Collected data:
_ _ _ _ _ _ _

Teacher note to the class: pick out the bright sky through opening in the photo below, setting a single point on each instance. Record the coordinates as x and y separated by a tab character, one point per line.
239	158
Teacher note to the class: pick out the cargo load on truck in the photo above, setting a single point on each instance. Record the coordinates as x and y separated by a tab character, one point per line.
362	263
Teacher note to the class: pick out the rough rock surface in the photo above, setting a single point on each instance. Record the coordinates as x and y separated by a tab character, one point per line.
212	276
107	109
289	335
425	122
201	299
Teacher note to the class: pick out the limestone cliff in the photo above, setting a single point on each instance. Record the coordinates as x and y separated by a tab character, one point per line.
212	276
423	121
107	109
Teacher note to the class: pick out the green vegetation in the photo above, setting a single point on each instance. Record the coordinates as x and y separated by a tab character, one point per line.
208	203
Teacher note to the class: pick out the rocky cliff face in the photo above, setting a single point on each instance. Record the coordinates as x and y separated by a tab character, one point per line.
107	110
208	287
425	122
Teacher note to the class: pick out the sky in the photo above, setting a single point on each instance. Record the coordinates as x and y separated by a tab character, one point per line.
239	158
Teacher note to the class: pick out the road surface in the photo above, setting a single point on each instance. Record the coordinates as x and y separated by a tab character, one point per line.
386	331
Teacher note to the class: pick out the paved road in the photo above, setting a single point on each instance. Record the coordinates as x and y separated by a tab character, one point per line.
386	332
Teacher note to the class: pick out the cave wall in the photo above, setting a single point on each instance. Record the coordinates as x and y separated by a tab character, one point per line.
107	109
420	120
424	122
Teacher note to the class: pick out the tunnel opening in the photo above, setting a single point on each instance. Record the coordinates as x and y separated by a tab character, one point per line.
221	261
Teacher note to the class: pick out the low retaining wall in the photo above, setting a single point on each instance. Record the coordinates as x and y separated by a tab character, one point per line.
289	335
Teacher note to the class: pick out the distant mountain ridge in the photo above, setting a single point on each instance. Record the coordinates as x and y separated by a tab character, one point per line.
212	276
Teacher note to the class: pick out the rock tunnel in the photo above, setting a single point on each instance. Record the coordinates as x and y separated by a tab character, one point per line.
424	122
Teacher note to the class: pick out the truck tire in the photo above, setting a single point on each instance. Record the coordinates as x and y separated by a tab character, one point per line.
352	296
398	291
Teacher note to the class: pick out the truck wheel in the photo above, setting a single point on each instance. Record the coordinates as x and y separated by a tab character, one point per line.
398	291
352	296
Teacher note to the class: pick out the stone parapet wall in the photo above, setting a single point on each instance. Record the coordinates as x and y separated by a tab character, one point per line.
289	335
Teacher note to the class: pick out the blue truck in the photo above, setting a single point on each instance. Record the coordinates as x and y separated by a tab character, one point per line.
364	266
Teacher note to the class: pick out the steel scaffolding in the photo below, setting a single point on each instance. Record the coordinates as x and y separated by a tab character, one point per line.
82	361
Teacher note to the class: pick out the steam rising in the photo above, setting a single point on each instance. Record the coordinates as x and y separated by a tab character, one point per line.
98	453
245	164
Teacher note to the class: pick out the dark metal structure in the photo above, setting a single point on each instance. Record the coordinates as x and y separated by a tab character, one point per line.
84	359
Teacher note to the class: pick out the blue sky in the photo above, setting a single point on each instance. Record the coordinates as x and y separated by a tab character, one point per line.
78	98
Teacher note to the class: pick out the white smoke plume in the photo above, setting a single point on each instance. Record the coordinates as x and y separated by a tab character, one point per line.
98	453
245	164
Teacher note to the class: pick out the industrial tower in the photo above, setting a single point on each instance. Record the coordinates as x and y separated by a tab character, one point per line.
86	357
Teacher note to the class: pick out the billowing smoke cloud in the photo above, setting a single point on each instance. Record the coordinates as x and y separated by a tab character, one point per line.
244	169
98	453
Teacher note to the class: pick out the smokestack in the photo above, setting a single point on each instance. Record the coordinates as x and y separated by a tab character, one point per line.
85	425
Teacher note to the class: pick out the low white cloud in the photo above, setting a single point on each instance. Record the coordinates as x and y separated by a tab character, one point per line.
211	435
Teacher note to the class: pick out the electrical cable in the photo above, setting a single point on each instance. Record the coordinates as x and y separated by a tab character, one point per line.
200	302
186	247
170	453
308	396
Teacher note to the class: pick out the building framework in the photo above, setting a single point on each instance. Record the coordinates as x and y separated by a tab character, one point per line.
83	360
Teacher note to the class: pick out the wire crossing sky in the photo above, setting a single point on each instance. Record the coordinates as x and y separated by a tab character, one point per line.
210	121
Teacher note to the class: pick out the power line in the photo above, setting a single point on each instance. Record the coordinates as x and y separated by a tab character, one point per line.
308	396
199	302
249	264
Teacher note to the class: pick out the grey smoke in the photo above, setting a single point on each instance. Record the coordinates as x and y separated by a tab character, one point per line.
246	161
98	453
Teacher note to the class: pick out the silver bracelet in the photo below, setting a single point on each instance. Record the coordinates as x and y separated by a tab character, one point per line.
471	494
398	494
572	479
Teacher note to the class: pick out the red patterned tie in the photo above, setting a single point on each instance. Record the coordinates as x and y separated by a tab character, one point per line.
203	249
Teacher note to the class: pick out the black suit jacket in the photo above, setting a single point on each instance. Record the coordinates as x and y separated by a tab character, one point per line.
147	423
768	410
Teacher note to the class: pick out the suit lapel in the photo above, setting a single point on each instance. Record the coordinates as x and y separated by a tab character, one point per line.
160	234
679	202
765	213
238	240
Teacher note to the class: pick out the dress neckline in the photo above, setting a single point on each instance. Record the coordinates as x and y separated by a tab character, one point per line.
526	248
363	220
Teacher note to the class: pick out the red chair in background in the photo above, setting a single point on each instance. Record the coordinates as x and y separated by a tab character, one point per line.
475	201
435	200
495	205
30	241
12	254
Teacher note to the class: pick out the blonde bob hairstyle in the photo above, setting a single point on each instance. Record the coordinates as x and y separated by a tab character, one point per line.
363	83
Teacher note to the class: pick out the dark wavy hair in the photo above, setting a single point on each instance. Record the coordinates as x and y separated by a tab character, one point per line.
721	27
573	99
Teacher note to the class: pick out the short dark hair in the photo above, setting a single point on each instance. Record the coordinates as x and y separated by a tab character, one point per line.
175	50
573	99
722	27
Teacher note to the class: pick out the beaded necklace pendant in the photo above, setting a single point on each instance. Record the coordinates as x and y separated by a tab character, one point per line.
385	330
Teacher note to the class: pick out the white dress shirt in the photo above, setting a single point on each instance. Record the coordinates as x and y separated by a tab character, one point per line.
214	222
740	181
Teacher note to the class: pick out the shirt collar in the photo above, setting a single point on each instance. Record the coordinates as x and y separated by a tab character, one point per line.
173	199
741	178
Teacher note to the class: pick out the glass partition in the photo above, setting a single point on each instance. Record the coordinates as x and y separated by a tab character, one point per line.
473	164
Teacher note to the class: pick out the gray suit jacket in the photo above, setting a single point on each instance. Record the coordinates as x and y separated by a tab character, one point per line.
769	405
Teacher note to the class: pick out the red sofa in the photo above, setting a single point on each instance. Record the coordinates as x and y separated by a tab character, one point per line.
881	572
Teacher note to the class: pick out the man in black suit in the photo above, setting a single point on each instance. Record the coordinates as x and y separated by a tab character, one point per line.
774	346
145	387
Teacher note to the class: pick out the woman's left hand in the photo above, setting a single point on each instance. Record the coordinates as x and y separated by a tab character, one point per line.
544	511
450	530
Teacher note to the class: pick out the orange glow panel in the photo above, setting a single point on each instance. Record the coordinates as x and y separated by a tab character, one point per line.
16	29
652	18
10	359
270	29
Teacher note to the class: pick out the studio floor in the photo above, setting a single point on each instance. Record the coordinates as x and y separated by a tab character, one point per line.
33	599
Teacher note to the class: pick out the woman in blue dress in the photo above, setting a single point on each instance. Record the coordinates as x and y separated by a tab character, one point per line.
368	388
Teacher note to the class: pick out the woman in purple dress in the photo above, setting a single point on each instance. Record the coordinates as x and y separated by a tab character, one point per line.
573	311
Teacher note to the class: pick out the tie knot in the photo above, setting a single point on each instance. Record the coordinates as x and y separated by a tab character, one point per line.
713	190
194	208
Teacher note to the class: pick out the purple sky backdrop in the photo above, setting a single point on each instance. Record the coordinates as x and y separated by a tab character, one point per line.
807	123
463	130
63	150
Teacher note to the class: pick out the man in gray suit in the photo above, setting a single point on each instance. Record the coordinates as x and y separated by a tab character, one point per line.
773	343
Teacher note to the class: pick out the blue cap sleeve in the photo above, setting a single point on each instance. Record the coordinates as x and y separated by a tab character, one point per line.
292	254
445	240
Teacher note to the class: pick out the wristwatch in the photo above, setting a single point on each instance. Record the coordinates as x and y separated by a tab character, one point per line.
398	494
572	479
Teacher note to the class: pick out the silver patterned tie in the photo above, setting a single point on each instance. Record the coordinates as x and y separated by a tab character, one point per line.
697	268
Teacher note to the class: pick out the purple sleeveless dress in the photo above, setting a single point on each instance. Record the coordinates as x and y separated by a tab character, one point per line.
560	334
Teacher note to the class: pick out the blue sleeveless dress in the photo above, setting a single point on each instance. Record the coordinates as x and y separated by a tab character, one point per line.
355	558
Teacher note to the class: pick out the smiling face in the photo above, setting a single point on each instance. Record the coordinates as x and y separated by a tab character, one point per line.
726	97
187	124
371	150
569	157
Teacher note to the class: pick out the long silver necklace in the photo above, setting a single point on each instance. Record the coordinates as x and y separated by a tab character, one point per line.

_ _ _ _ _ _ _

● **Your task**
Could you output the lines above, exactly as written, from the one containing "Teacher note to the class: pick out the smiling" through the last, with both ends included and no others?

● **Exercise solution**
Teacher note to the class: pick out the smiling face in the photo above, setting a single point on each instance. Record the coordinates as x and y separated by a tab character, one point per line.
726	97
187	124
371	150
569	157
Teacher note to the class: pick out the long silver necklace in the photo above, setting a single point on each instance. Record the coordinates as x and y separated by a tab character, one point per line.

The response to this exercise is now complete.